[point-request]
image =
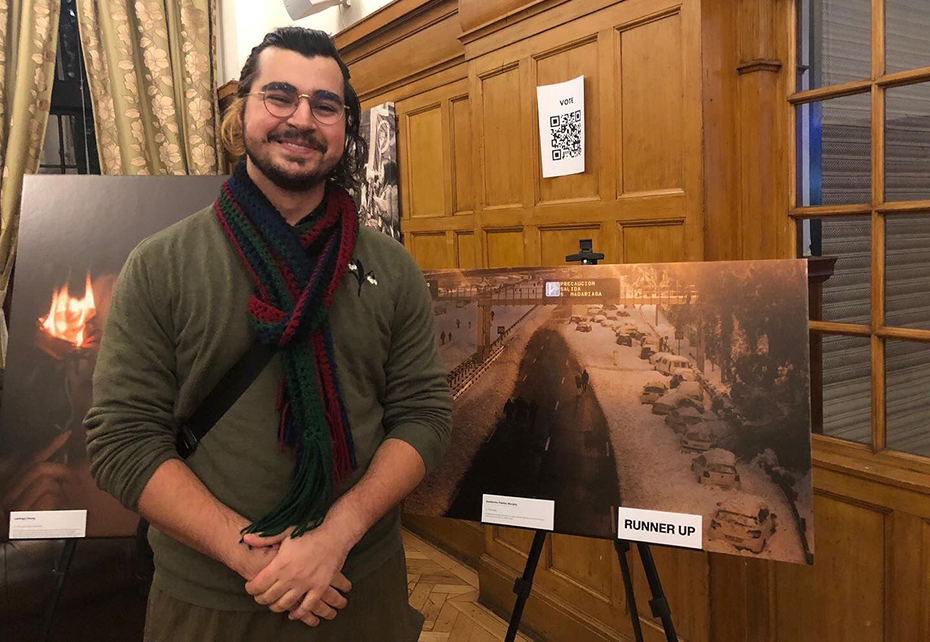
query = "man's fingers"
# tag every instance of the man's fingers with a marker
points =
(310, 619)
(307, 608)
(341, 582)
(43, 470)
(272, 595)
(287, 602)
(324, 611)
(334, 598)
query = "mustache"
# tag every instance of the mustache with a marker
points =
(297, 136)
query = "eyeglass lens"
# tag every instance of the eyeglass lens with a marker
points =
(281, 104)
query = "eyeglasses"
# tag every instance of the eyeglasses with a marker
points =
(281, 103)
■ ■ ■ ■
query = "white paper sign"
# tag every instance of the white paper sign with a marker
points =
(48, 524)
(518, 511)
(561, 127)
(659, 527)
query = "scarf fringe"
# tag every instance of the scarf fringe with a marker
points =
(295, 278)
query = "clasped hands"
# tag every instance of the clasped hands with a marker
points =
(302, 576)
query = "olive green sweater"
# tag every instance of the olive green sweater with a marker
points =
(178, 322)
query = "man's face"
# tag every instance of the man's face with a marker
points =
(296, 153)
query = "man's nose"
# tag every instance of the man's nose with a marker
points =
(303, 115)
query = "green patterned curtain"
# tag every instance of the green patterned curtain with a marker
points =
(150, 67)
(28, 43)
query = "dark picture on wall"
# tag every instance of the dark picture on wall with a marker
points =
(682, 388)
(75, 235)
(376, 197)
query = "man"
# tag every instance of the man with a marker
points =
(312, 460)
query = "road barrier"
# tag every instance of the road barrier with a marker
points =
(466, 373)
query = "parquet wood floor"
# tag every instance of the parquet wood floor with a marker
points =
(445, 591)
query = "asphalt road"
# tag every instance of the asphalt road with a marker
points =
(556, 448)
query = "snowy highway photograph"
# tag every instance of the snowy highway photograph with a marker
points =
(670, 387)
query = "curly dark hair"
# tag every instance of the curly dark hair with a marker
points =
■ ■ ■ ■
Exercise prompt – Locate each line in the records above that contains the word "green", and copy every one of those lines.

The result –
query = "olive green sweater"
# tag every instance of the olive green sweater with a marker
query = "green patterned curtain"
# tag every instance of the green patterned curtain with a marker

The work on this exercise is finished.